As expected, Clark Kent makes an appearance in Gwenda Bond’s perky new Lois Lane novel (he’s called SmallvilleGuy throughout the book). But instead of dominating the story like he normally does, he’s simply cast as a supporting character. In other words, the author has turned Superman into Lois Lane’s sidekick. And we have no problem with that.
Frankly, there’s no one else in Superman’s orbit that can dim his star power. Not Jimmy Olson, not Perry White, not Kara Zor-El. Even Wonder Woman and her pals in the Justice League don’t have enough vinegar and bleach to tarnish the Man of Steel. Generally, when Superman gets involved, everyone else takes a backseat. Except Lois Lane, of course. She always rides shotgun.
In Lois Lane: Fallout, Lois and her family have just moved to the big city. During her first day at Metropolis High School (Go Generals!) she catches the eye of newspaperman, Perry White. He immediately asks her to join the staff of the Daily Planet’s teen edition, the Daily Scoop. “I hired her because I could see right away that she has the instinct,” he says. “The killer instinct.”
And so the template for Lois Lane, newshawk, is established. “I instantly liked the idea of being a reporter,” she says. “Able to ask all the questions I wanted, without anyone scolding me or scribbling in my file. The ability to look into things that were wrong and tell lots of people about them.” Being a reporter was Lois’s chance to find her place in the multiverse.
The problem, however, was that bad luck followed Lois wherever she went. There was always some sort of “fallout” involved. But maybe this time things would be different? Her dad hoped so. “Having a job with a newspaper might keep you out of trouble,” he tells her. Yeah, right.
Immediately, Lois and the Daily Scoop staff (Maddy, James, and Devin) start investigating a group of gaming bullies infamously known as the Warheads. Online they dominated everyone in a popular MMGS called Worlds War Three. And now their bad manners were spilling into the classroom.

### RECORD SET

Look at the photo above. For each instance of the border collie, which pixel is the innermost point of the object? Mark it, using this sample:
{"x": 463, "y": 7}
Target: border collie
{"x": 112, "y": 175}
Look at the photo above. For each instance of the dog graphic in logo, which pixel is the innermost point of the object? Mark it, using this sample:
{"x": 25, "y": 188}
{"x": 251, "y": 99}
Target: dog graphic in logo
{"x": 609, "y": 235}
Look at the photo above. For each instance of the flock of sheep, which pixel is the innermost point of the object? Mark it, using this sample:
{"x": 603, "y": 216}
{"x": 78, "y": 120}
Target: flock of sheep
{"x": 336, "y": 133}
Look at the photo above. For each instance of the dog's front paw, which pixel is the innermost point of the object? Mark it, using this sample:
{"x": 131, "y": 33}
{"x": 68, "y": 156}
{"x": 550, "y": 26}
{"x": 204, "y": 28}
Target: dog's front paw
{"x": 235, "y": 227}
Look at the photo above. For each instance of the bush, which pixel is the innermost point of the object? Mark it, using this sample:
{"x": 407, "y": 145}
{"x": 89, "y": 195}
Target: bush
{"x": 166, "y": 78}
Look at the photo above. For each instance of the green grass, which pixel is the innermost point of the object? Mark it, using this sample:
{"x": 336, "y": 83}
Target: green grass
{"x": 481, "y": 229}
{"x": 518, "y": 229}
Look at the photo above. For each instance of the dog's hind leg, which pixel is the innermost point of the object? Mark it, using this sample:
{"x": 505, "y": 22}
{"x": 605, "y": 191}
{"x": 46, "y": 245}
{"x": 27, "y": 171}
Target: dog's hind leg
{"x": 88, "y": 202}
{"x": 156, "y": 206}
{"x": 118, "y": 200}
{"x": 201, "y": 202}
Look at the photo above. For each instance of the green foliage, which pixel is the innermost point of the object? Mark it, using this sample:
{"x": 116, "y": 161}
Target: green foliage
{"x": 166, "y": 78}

### PROBLEM DETAILS
Go on with the review of the Lois Lane novel, picking up right after its last sentence. The items have no connection to the review of the Lois Lane novel.

### FINAL RESULT
Naturally there’s mystery and subterfuge to uncover. As it turns out, Worlds War Three was a game that insidiously changed the player’s neural pathways. “It’s like I’m a computer and they’re writing a piece of code that makes me perform however they want,” says one unlucky classmate. “It’s psychological coercion. They’re stealing my soul.”
That’s something Lois can’t abide. “I want to break the link and set everyone free,” she tells Clark via email one night. Nobody has the right to conscript a group of teenage gamers into a “research project” and then play around with their brains. It’s not right. One way or another, Lois wanted to stop the madness. If she failed, there was a chance she’d become a “brainless hive mind zombie hooked up to some kind of devil robotron in the basement of a secret lab.” That’s a pretty big “fallout” if you ask us.
With a little help from Clark Kent, her pals at the Daily Scoop, and a fire-breathing dragon, Lois eventually kicks the Warheads to the curb. Overall it’s a fine debut for our teenage cub reporter. And if sequels are in the works, we’ll eagerly read them all. Still, we were slightly disappointed with the novel’s ultimate resolution. We were certain that Lois would deploy the delinquents of Unicorn University (her sister’s favorite MMGS) to smash the bullies in Worlds War Three. But what can you do? No one, not even Superman, tells Lois Lane what to do.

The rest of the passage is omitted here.